▶ [Text provided]:
--- start ---
Heavenly Racer : Royal Enfield Continental GT

Racing is probably the last thing that fires up in your mind when you think of Royal Enfield motorcycles. But many are still unaware of the fact that Royal Enfield had actually built a Continental GT back in 1965, which was a tuned 250cc café racer bike developed to target the young riders of that era. Café Racing culture had first originated in Britain during the post-war era, when motorcycle enthusiasts in leathers, boots and open face helmets began using stripped-down customized fast motorcycles, and raced each other from one café to another. Now, the thing with some cultures is that they never fade away. Thus as a nod to the original Continental GT, Royal Enfield has revived the feeling of freedom, fun and responsiveness that riders were trying to achieve back then and re-introduced it in the modern context with the new 535cc Continental GT café racer motorcycle. So is this really the fastest, lightest and most powerful motorcycle Royal Enfield has ever made?
--- end ---
▶ [Objective 1]:
According to the article on the Royal Enfield Continental GT, what engine size did the 1965 Continental GT have?
▶ [Objective 2]:
Translate this sentence from the Royal Enfield Continental GT article into Spanish: "Now, the thing with some cultures is that they never fade away."
▶ [Objective 3]:
Write the next paragraph of the Royal Enfield Continental GT article, picking up after its final question.

▶ [Source material]:
--- start ---
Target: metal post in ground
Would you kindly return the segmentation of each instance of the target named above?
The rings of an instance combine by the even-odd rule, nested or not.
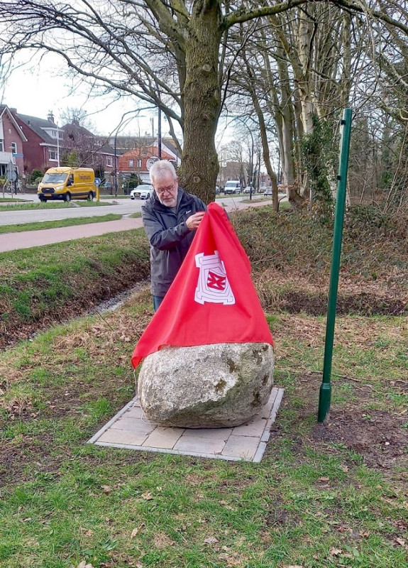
--- end ---
▶ [Written reply 1]:
250cc

▶ [Written reply 2]:
Ahora bien, lo que pasa con algunas culturas es que nunca desaparecen.

▶ [Written reply 3]:
The Royal Enfield Continental GT has got everything in terms of styling to be called a proper Café Racer. There’s a low profile extended fuel tank with knee recesses, retro aluminium spoke wheels, clip-on handle bars, stubby front mudguard, fully-chromed headlamps, rearset footpegs and neatly sculpted racy single seat with red contrasting stitching and a curved seat cowl. The gloriously red paint scheme on the minimalistic design contrast well with the generously laid chrome bits. However, the GT isn’t flawless because the build  quality and the level of finish does leave some room for improvement. Interestingly, Royal Enfield offers a mini aluminium bar end mirrors, upswept performance exhaust pipe and a pillion seat as optional accessories to further enhance the styling and functionality.




The GT features back-lit twin pod analogue instrumentation cluster with one dial acting as the speedometer in both miles and kilometres, while the other acts as a rev counter with other tell-tale lights such as engine check light, battery warning indicator and turn indicators with high beam. A digital display on the left pod shows fuel tank level, two trip meters and an odometer.





It’s guaranteed that every time you head out on the Continental GT, there will be plenty of on-lookers craning their necks to get a better look at your motorcycle. It has the right balance of retro sophistication and modern elegance.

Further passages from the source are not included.